Print, exactly as they stand, the lines from the start of the listing to the line containing "# put a marker on the white oven, one", inclusive.

##########

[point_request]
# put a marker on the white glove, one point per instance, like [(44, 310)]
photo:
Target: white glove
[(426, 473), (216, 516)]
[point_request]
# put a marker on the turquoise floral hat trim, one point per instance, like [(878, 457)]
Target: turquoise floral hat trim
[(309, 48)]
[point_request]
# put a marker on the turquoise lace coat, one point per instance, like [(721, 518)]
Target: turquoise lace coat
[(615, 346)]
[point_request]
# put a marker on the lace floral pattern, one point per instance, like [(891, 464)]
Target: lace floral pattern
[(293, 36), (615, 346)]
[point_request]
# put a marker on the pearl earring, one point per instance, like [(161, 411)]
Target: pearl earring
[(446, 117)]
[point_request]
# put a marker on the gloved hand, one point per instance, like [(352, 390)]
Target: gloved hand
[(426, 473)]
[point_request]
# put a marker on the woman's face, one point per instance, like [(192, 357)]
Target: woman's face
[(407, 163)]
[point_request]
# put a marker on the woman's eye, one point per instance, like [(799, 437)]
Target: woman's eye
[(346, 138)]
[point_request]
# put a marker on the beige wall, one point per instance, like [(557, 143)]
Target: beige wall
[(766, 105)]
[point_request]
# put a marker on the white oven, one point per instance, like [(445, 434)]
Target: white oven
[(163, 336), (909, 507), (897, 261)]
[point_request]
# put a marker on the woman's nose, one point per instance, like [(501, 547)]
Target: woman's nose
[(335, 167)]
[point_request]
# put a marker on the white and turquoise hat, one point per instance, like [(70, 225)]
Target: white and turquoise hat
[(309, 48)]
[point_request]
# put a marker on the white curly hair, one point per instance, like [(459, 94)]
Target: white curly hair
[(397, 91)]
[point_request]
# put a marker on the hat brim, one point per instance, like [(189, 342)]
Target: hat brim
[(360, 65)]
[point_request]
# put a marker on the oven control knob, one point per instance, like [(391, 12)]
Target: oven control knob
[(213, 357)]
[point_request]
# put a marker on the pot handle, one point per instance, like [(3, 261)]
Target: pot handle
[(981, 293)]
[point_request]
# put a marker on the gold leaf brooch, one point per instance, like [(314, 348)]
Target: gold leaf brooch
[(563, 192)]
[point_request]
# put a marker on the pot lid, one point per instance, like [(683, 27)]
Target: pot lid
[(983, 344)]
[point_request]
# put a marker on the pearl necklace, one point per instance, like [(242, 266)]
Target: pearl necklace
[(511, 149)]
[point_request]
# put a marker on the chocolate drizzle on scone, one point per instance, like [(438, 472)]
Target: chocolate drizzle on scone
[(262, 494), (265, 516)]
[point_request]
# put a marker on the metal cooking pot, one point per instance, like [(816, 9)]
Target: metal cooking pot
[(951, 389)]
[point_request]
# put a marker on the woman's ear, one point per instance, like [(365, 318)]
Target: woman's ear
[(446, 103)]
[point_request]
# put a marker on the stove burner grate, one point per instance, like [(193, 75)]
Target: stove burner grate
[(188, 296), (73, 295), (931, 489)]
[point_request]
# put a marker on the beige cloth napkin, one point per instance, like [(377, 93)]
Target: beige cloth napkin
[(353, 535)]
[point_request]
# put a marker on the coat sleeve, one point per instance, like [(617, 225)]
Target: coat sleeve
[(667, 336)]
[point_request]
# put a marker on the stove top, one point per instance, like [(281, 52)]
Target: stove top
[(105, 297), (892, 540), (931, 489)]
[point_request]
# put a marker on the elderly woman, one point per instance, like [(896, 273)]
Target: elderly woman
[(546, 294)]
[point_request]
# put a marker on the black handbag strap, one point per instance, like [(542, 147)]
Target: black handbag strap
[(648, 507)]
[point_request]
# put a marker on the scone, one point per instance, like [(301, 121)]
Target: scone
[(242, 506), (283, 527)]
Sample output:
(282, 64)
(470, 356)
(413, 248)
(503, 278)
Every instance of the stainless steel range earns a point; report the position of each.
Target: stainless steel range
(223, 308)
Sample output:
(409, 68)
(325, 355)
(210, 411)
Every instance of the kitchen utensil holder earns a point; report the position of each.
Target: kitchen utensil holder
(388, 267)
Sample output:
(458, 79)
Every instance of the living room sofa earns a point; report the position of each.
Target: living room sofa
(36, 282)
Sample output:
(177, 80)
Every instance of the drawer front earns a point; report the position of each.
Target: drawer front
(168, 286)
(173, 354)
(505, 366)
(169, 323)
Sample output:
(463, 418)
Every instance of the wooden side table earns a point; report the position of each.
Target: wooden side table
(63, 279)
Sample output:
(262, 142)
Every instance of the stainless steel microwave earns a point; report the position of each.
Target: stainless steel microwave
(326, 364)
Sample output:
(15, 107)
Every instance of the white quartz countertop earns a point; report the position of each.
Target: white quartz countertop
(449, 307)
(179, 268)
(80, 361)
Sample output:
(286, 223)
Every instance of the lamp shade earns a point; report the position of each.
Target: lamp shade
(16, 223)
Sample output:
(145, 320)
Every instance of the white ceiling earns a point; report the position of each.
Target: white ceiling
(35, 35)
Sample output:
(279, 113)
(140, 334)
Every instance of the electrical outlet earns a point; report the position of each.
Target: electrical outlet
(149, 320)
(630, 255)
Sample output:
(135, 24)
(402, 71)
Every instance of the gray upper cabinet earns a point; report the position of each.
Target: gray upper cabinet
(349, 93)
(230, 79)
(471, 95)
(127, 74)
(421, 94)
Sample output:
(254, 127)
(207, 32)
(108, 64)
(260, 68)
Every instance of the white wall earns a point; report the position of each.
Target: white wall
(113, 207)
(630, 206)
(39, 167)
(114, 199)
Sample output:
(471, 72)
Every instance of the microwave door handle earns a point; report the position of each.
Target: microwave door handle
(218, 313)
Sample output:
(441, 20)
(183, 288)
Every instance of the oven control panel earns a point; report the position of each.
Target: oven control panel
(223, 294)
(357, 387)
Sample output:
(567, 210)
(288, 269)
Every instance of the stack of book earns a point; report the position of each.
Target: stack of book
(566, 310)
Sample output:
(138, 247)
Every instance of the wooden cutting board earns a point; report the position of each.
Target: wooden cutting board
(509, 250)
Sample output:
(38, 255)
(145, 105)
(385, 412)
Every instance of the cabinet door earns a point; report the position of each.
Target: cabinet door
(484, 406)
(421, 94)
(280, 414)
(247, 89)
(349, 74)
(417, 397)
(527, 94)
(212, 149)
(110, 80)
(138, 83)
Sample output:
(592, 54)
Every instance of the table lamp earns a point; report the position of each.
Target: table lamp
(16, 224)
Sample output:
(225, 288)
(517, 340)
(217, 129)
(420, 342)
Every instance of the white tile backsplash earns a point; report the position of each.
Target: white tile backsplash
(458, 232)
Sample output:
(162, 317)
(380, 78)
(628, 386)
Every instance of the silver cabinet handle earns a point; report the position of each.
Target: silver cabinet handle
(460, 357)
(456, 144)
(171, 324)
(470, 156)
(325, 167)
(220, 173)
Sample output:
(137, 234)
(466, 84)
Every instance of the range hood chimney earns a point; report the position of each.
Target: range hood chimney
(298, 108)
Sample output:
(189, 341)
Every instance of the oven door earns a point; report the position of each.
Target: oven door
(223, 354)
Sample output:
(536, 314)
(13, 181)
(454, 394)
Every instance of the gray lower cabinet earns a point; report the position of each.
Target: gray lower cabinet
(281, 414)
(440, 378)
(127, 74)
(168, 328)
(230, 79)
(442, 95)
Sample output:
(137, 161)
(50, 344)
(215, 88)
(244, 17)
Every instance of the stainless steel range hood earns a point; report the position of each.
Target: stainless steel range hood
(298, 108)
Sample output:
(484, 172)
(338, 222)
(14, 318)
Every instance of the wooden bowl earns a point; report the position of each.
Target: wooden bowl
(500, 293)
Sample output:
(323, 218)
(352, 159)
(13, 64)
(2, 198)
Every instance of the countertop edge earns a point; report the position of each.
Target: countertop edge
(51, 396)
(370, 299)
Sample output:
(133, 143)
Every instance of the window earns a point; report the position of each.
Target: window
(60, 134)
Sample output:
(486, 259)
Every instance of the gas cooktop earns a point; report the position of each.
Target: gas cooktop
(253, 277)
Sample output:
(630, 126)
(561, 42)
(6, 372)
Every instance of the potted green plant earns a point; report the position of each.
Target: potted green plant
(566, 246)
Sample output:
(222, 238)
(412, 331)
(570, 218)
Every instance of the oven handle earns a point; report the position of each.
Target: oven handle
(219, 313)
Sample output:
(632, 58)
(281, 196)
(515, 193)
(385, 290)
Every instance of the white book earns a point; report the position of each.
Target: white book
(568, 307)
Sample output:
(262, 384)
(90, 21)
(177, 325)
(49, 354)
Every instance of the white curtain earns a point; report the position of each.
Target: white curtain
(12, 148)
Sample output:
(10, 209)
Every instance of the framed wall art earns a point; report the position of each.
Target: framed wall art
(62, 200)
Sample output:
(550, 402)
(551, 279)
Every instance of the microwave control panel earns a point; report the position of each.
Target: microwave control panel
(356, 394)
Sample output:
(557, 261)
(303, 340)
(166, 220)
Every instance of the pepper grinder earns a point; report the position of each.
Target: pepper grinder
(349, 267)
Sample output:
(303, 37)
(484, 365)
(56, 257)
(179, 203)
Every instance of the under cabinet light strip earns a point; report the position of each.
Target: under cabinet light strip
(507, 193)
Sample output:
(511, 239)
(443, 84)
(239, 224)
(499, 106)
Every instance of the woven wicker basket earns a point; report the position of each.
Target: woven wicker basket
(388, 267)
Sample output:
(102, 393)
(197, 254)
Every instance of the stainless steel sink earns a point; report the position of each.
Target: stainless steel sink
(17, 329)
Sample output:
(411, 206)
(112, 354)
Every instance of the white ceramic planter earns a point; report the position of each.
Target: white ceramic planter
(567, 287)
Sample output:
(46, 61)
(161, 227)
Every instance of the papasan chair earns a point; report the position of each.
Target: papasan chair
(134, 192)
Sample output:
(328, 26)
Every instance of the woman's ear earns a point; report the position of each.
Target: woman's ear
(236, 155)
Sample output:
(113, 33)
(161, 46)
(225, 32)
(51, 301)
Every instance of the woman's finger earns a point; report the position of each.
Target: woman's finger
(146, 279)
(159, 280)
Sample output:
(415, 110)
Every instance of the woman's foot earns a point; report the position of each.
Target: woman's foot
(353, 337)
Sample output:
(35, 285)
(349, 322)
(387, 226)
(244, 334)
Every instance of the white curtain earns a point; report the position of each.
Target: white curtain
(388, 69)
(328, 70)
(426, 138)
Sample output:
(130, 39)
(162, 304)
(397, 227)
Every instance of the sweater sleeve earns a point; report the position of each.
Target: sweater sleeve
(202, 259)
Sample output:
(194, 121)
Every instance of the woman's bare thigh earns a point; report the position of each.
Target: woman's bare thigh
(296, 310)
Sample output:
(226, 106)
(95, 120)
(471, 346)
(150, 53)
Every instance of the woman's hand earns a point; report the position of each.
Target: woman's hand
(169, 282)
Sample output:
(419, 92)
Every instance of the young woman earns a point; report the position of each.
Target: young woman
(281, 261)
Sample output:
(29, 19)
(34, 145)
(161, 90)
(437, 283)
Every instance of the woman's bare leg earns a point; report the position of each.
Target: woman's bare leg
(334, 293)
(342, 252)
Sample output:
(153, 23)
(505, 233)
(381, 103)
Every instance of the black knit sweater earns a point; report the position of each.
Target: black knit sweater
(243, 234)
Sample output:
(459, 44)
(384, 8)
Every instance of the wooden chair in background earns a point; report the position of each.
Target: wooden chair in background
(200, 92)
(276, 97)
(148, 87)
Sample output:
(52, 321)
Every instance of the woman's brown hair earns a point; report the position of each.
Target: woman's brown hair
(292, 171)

##########

ANSWER TO THE EXERCISE:
[point_request]
# put a marker on the white glove, one point per instance, like [(44, 310)]
photo:
Target: white glove
[(426, 473), (216, 516)]
[point_request]
# put a marker on the turquoise floral hat trim, one point per instance, like [(878, 457)]
Target: turquoise floral hat trim
[(309, 48)]
[point_request]
# put a marker on the turquoise lace coat, one point per instance, like [(721, 518)]
Target: turquoise lace coat
[(615, 346)]
[point_request]
# put a marker on the lace floral pattern, one point per instance, like [(891, 464)]
Target: lace floral pattern
[(293, 36), (615, 346)]
[point_request]
# put a marker on the pearl earring, one point per instance, like [(161, 411)]
Target: pearl earring
[(446, 117)]
[point_request]
# put a marker on the gloved hand, one point per instance, like [(352, 390)]
Target: gloved hand
[(426, 473)]
[point_request]
# put a marker on the woman's face, one point per instance, like [(192, 357)]
Target: woman's face
[(407, 163)]
[point_request]
# put a marker on the woman's eye, one point per instance, like [(799, 437)]
Target: woman's eye
[(346, 138)]
[point_request]
# put a marker on the beige wall, one point per instance, like [(557, 143)]
Target: beige wall
[(766, 105)]
[point_request]
# put a marker on the white oven, one point per instance, like [(445, 434)]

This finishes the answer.